» **To do**: Among the lines below, a stretch begins at the one with "[(42, 64), (76, 124), (116, 116), (114, 75), (66, 38)]" and ends at the one with "105), (299, 120)]]". Repeat that stretch exactly, ends included.

[Records from a data source]
§

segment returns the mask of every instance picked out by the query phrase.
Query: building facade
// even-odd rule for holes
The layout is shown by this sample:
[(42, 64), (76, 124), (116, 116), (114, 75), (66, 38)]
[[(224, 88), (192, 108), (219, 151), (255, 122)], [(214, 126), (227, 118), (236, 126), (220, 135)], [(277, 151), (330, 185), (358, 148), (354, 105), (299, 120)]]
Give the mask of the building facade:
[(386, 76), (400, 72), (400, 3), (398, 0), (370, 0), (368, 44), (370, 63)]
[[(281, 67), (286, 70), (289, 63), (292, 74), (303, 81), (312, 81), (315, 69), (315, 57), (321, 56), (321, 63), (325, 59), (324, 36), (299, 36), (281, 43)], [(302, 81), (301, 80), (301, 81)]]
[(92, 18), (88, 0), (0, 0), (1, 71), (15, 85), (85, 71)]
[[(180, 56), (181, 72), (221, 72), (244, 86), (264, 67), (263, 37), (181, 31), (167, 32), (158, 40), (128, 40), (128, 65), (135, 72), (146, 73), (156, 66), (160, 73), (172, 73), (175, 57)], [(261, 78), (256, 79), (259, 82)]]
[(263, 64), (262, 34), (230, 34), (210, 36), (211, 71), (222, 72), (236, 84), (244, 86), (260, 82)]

§

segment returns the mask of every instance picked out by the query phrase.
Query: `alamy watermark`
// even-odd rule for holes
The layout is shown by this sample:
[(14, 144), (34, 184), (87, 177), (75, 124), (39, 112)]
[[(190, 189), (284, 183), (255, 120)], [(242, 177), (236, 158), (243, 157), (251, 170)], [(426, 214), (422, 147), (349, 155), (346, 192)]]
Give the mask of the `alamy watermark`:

§

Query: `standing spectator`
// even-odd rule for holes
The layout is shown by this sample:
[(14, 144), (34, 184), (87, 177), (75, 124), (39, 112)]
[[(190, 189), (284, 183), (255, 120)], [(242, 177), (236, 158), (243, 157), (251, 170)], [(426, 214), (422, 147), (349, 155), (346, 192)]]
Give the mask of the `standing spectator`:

§

» **Result below**:
[(42, 64), (76, 124), (116, 116), (114, 75), (66, 38)]
[[(224, 88), (192, 108), (219, 151), (255, 122)], [(214, 126), (227, 118), (236, 126), (220, 135)], [(277, 151), (330, 185), (358, 148), (354, 105), (299, 120)]]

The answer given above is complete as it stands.